W wielkanocny poniedziałek w rodzinie Dudów już od samego rana woda lała się strumieniami. Wszystko za sprawą małego Andrzeja, który budził się pierwszy i od wczesnych godzin zastawiał pułapki na swoich rodziców. - Zawsze mieliśmy fajny śmigus-dyngus w domu. Robiliśmy sobie w domu zabawy z pułapkami na wodę. Umieszczaliśmy na przykład wiaderka nad drzwiami w łazience czy kuchni. I wtedy się działo! Woda lała się strumieniami! Najbardziej cierpiała na lanym poniedziałku moja małżonka, ale dzieci miały z tego powodu niezły ubaw - opowiada nam ze śmiechem prof. Jan Tadeusz Duda.
Jednak mały Andrzej korzystał nie tylko z wiaderek z wodą. Uwielbiał też... strzykawki. Wtedy nie było zmiłuj.
- Pamiętam, że jak był mały, po cichutku brał strzykawkę, napełniał ją wodą i lał wszystkich jak popadnie. Robił to z zaskoczenia. Obrywało się wszystkim - mnie, żonie, siostrze. Potrafił tak prawie cały dzień. No a później było wielkie sprzątanie - dodaje prof. Duda.

### Ćwiczenia
1/ Zwróć bez żadnych zmian wszystkie wiersze z rekordów zamieszczonych niżej.
2/ Dopisz dalszy ciąg powyższego wspomnienia o lanym poniedziałku u Dudów, zaczynając zaraz po jego ostatnim zdaniu.

### Dane wejściowe
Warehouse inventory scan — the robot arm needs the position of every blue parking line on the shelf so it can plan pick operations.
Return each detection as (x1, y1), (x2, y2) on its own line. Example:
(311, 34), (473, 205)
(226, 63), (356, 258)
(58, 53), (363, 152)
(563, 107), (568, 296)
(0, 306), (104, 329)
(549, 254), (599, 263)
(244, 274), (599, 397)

### Odpowiedzi do zadań
1/
Warehouse inventory scan — the robot arm needs the position of every blue parking line on the shelf so it can plan pick operations.
Return each detection as (x1, y1), (x2, y2) on its own line. Example:
(311, 34), (473, 205)
(226, 63), (356, 258)
(58, 53), (363, 152)
(563, 107), (568, 296)
(0, 306), (104, 329)
(549, 254), (599, 263)
(244, 274), (599, 397)

2/
W tym roku takiego lanego poniedziałku w rodzinie Dudów jak w przeszłości już jednak nie będzie. - Dziś oblewamy się tylko symbolicznie - stwierdza tata prezydenta, który już nie może doczekać się wielkanocnego stołu i atmosfery świąt. Co będzie królowało na świątecznym stole? - Oczywiście żurek, biały barszcz i makowiec. Andrzej go uwielbia. Mam nadzieję, że i w tym roku tak mu będzie smakował jak kiedyś - dodaje na koniec Jan Duda.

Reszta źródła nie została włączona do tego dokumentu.